**Instructions for the task**
Please copy the records below word for word, leaving out the pictures.

Dataset rows:
start

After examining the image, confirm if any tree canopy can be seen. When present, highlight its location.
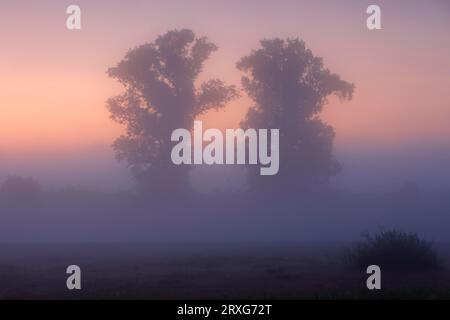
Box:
[107,29,237,191]
[237,38,354,190]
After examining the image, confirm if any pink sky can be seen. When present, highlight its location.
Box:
[0,0,450,153]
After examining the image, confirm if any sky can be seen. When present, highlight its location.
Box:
[0,0,450,190]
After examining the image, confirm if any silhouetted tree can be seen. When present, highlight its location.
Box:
[237,39,354,192]
[107,29,237,192]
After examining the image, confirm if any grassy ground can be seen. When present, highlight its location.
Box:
[0,244,450,299]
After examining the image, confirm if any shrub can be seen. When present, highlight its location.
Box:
[349,230,441,271]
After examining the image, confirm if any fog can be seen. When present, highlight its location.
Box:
[0,142,450,243]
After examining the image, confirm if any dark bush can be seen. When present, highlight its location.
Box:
[349,230,441,271]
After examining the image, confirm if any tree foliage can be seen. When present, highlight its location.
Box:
[237,38,354,190]
[107,29,237,191]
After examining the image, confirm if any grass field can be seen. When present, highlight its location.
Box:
[0,243,450,299]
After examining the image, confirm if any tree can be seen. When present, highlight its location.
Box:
[237,38,354,191]
[107,29,237,192]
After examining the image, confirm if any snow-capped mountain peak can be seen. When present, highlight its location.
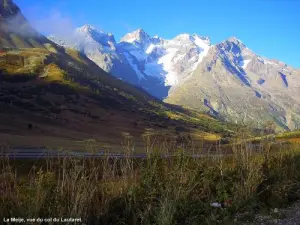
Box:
[75,24,116,44]
[121,29,151,43]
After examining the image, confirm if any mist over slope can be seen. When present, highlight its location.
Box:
[0,1,230,148]
[50,25,300,129]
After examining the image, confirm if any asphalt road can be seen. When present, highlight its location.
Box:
[0,148,220,159]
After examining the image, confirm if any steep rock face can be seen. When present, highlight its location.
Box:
[166,38,300,129]
[52,26,300,129]
[49,25,210,99]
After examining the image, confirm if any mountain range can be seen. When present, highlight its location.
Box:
[0,0,234,151]
[49,25,300,129]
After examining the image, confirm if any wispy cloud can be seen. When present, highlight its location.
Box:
[30,10,75,36]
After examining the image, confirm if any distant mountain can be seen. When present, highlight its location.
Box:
[49,25,210,99]
[0,1,230,148]
[166,38,300,129]
[51,26,300,129]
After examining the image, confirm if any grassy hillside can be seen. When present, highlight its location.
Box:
[0,43,233,148]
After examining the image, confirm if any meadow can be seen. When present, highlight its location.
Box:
[0,129,300,225]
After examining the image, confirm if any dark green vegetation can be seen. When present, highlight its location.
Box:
[0,136,300,225]
[0,1,234,151]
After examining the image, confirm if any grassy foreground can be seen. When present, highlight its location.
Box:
[0,135,300,225]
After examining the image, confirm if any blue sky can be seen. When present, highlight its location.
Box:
[14,0,300,68]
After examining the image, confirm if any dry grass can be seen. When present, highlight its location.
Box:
[0,130,300,225]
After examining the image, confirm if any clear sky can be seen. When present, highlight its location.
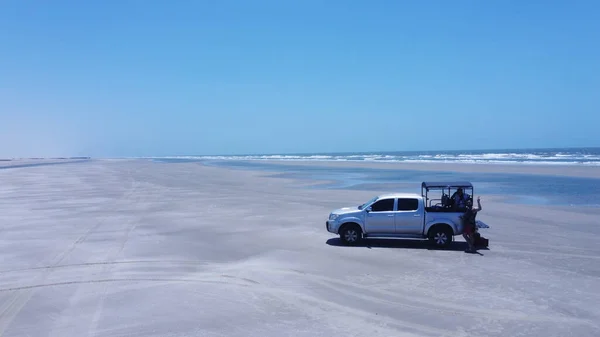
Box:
[0,0,600,157]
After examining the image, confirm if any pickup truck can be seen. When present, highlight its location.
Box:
[326,182,489,247]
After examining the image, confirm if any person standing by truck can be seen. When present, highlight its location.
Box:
[461,197,483,253]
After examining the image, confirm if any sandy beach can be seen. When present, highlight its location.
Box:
[0,160,600,337]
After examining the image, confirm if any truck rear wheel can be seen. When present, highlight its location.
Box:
[429,225,452,248]
[339,224,362,246]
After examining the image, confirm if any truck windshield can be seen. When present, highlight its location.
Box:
[358,197,378,209]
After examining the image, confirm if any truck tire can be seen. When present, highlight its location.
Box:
[428,225,452,248]
[339,224,362,246]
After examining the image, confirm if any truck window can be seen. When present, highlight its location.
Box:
[371,199,394,212]
[398,198,419,211]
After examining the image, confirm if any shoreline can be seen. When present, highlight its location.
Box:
[250,160,600,179]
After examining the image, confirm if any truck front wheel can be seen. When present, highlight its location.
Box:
[429,225,452,248]
[339,224,362,246]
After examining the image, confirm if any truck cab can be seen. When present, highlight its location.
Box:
[326,182,487,247]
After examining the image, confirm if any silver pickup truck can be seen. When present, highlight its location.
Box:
[326,182,488,247]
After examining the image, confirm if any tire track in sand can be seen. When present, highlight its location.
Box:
[49,166,148,337]
[0,165,136,336]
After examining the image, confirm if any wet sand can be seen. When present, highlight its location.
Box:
[0,160,600,337]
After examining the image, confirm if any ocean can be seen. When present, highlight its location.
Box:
[152,148,600,166]
[153,148,600,208]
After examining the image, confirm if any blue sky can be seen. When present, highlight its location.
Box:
[0,0,600,157]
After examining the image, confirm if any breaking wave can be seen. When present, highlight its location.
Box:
[145,148,600,166]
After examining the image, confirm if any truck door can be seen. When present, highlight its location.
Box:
[365,198,396,234]
[394,198,424,234]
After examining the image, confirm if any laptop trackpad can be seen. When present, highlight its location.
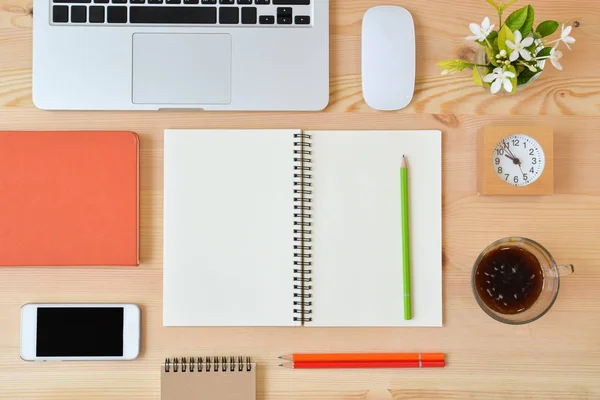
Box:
[132,33,231,104]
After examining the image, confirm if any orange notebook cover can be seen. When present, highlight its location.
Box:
[0,131,139,266]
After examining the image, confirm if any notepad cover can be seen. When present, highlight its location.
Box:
[0,131,139,266]
[160,368,256,400]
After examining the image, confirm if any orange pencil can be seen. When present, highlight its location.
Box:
[279,353,444,362]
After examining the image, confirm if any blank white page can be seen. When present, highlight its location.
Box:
[163,130,299,326]
[306,131,442,326]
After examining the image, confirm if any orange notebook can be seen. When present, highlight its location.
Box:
[0,131,139,266]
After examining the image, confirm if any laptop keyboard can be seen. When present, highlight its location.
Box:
[52,0,312,26]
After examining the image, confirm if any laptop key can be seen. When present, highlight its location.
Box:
[277,7,292,17]
[242,7,257,24]
[258,15,275,25]
[129,6,217,24]
[294,15,310,25]
[89,6,104,24]
[106,6,127,24]
[273,0,310,6]
[52,6,69,22]
[71,6,87,24]
[219,6,240,24]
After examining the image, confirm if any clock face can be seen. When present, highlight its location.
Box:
[492,133,546,186]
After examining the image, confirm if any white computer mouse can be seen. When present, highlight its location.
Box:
[362,6,416,110]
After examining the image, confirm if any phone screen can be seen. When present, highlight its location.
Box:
[36,307,124,357]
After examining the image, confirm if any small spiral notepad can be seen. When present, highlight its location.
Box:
[160,357,256,400]
[164,130,442,326]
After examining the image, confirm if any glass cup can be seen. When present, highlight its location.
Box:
[471,237,575,325]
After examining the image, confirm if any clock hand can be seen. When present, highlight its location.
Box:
[502,140,517,159]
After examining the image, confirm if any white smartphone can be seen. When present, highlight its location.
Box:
[21,304,141,361]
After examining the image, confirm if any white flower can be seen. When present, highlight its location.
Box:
[550,42,563,71]
[506,31,533,61]
[560,24,576,50]
[467,17,495,42]
[483,68,515,94]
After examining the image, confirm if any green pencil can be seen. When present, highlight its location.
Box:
[400,156,412,320]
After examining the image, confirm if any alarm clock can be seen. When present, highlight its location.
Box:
[478,126,554,195]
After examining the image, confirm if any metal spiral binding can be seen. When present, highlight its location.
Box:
[294,133,312,324]
[165,356,252,372]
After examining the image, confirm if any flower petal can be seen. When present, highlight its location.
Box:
[519,49,531,61]
[483,74,498,83]
[521,37,533,47]
[550,58,562,71]
[515,30,523,44]
[490,79,502,94]
[469,24,481,36]
[481,17,490,30]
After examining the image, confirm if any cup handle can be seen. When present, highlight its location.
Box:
[557,264,575,276]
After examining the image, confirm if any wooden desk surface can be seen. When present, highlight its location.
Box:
[0,0,600,400]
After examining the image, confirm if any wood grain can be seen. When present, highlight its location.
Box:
[0,0,600,115]
[0,0,600,400]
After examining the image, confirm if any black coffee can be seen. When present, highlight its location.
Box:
[475,246,544,314]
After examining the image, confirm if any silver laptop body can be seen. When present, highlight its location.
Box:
[33,0,329,111]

end

**The output**
After examining the image, confirm if any tree canopy can be seen. When present, highlight its location.
Box:
[107,29,237,191]
[237,38,354,190]
After examining the image, confirm if any pink sky can be seen. When present, highlight its location.
Box:
[0,0,450,153]
After examining the image, confirm if any sky can be seen. When present, highlight its location.
Box:
[0,0,450,190]
After examining the image, confirm if any silhouetted tree can be seen. When present, highlight its location.
Box:
[237,39,354,192]
[107,29,237,192]
After examining the image, confirm if any grassy ground can be seen. When present, highlight its location.
Box:
[0,244,450,299]
After examining the image, confirm if any shrub can be seen. When present, highlight its location.
Box:
[349,230,441,271]
After examining the image, confirm if any fog can be seen. When present, highlight its location.
Box:
[0,142,450,243]
After examining the image, confirm if any dark bush can be seen. When present, highlight its location.
Box:
[349,230,441,271]
After examining the image, confirm if any tree foliage can be seen. When present, highlight its location.
Box:
[237,38,354,190]
[107,29,237,191]
After examining the image, confirm if any grass field can be seen. When present, highlight its location.
Box:
[0,243,450,299]
After examining the image, confirm if any tree can be seen. When present, highlight its location.
Box:
[237,38,354,191]
[107,29,237,192]
After examining the image, confirm if any snow-capped mountain peak can be seen. When present, highlight its location.
Box:
[75,24,116,44]
[121,29,151,43]
After examining the image, confirm if any mist over slope can be seen. When present, highlight its location.
Box:
[0,1,230,148]
[50,25,300,129]
After examining the image, confirm if any asphalt road can be seen. When present, highlight its location.
Box:
[0,148,220,159]
After examining the image, confirm if any steep rock face can be seen. When present, highlight its location.
Box:
[166,38,300,129]
[52,26,300,129]
[49,25,210,99]
After examining the image, confirm if any mountain range can be seen. When present, highlight its location.
Box:
[0,0,234,151]
[49,25,300,129]
After examining the image, confirm if any wispy cloud can be seen. When present, highlight its location.
Box:
[30,10,75,36]
After examining the image, confirm if any distant mountain can be seen. When present, highlight its location.
Box:
[49,25,210,99]
[0,1,230,148]
[166,38,300,129]
[51,26,300,129]
After examining the image, confirm if any grassy hillside can be seen. When present, highlight its location.
Box:
[0,43,233,148]
After examining the image, confirm if any meadow can be seen. When present, highlight its location.
Box:
[0,129,300,225]
After examining the image, confirm if any dark green vegetation can be seen. When present, highlight its location.
Box:
[0,136,300,225]
[0,1,234,151]
After examining the image, confirm if any grassy foreground can be seen. When present, highlight its location.
Box:
[0,135,300,225]
After examining the image, confirm if any blue sky can be seen. When present, highlight its location.
Box:
[14,0,300,68]
After examining the image, confirm if any dry grass can be seen. When present, highlight its location.
Box:
[0,130,300,225]
After examining the image, confirm if any clear sky can be seen. When present, highlight its location.
Box:
[0,0,600,157]
After examining the image, confirm if any pickup truck can be seen. When present, highlight its location.
Box:
[326,182,489,247]
After examining the image, confirm if any person standing by truck can be seen. When present, highlight its location.
Box:
[461,197,483,253]
After examining the image, confirm if any sandy beach can be seen. When present, highlight its location.
Box:
[0,160,600,337]
After examining the image, confirm if any truck rear wheel can be seen. When present, highlight its location.
Box:
[429,225,452,248]
[339,224,362,246]
After examining the image, confirm if any truck windshield can be seen. When present, highlight its location.
Box:
[358,197,378,209]
After examining the image, confirm if any truck tire can be seen. When present, highlight its location.
Box:
[428,225,452,248]
[339,224,362,246]
After examining the image, confirm if any truck window can be seen. When present, highlight its location.
Box:
[371,199,394,212]
[398,198,419,211]
After examining the image, confirm if any shoreline can be seen. When present, highlight its location.
Box:
[250,160,600,179]
After examining the image, confirm if any truck front wheel can be seen. When present, highlight its location.
Box:
[429,225,452,248]
[339,224,362,246]
After examining the image, confirm if any truck cab can be seen. When present, highlight its location.
Box:
[326,182,487,247]
After examining the image, confirm if any silver pickup truck can be seen. When present, highlight its location.
Box:
[326,182,488,247]
After examining the image, confirm if any tire track in sand can be seen. When present, highlight its location.
Box:
[49,166,148,337]
[0,165,136,336]
After examining the image, confirm if any wet sand can be seen. When present, highlight its location.
Box:
[0,160,600,337]
After examining the image, confirm if any ocean can be seen. When present, highlight its location.
Box:
[152,148,600,166]
[153,148,600,208]
After examining the image, confirm if any blue sky can be seen. When present, highlight its location.
Box:
[0,0,600,157]
After examining the image, confirm if any breaking wave can be seen. When present, highlight its location.
Box:
[145,148,600,166]
After examining the image, confirm if any truck door can be seen. When present, highlight its location.
Box:
[365,198,396,234]
[394,198,424,234]
After examining the image, confirm if any laptop trackpad can be seen. When present, highlight its location.
Box:
[132,33,231,104]
After examining the image, confirm if any orange notebook cover can be seen. When present, highlight its location.
Box:
[0,131,139,266]
After examining the image, confirm if any notepad cover can be seen. When present, highlight its location.
Box:
[0,131,139,266]
[160,368,256,400]
After examining the image, confirm if any orange pencil can be seen. When present, highlight its location.
Box:
[279,353,444,362]
After examining the image, confirm if any blank white page can be seen. When present, highlight its location.
Box:
[163,130,299,326]
[306,131,442,326]
After examining the image, confirm if any orange notebook can be seen. When present, highlight its location.
Box:
[0,131,139,266]
After examining the image, confirm if any laptop keyboard can be seen. When present, highlight its location.
Box:
[52,0,312,26]
After examining the image, confirm if any laptop key can be seen. When present, highlight its location.
Box:
[277,7,292,17]
[242,7,257,24]
[258,15,275,25]
[129,6,217,24]
[294,15,310,25]
[89,6,104,24]
[106,6,127,24]
[273,0,310,6]
[52,6,69,22]
[71,6,87,24]
[219,6,240,24]
After examining the image, confirm if any clock face can be seen. When present, highlight its location.
Box:
[492,133,546,186]
After examining the image, confirm if any white computer mouse can be seen. When present, highlight its location.
Box:
[362,6,416,110]
After examining the image, confirm if any phone screen can be seen. When present, highlight its location.
Box:
[36,307,124,357]
After examining the image, confirm if any small spiral notepad can be seen. When present, highlight its location.
Box:
[160,357,256,400]
[164,130,442,326]
After examining the image, confirm if any glass cup can be seen. When present, highlight its location.
Box:
[471,237,575,325]
After examining the image, confirm if any clock hand can be seen. When present, highlight its location.
Box:
[502,140,517,159]
After examining the image, confirm if any white smartphone can be seen. When present, highlight its location.
Box:
[21,304,141,361]
After examining the image, confirm if any white flower can be seen. When present, highlight its location.
Box:
[550,42,563,71]
[506,31,533,61]
[560,24,576,50]
[467,17,495,42]
[483,68,515,94]
After examining the image, confirm if any green pencil can be seen. When present, highlight its location.
Box:
[400,156,412,320]
After examining the image, confirm if any alarm clock can be seen. When present, highlight its location.
Box:
[478,126,554,195]
After examining the image, confirm if any metal spiral binding can be seen. When present, highlight its location.
Box:
[294,133,312,324]
[165,356,252,372]
After examining the image, confirm if any flower petal can be seen. When present, highlight its location.
Box:
[519,49,531,61]
[483,74,498,83]
[521,37,533,47]
[550,58,562,71]
[515,30,523,44]
[490,79,502,94]
[469,24,481,36]
[481,17,490,30]
After examining the image, confirm if any cup handle can be seen. When present, highlight its location.
Box:
[557,264,575,276]
After examining the image, confirm if any wooden desk surface can be seen. When present, highlight its location.
Box:
[0,0,600,400]
After examining the image, confirm if any wood grain can be seen. When present, highlight its location.
Box:
[0,0,600,115]
[0,0,600,400]
After examining the image, confirm if any black coffee can be seen. When present, highlight its location.
Box:
[475,246,544,314]
After examining the image, confirm if any silver laptop body can be seen. When present, highlight its location.
Box:
[33,0,329,111]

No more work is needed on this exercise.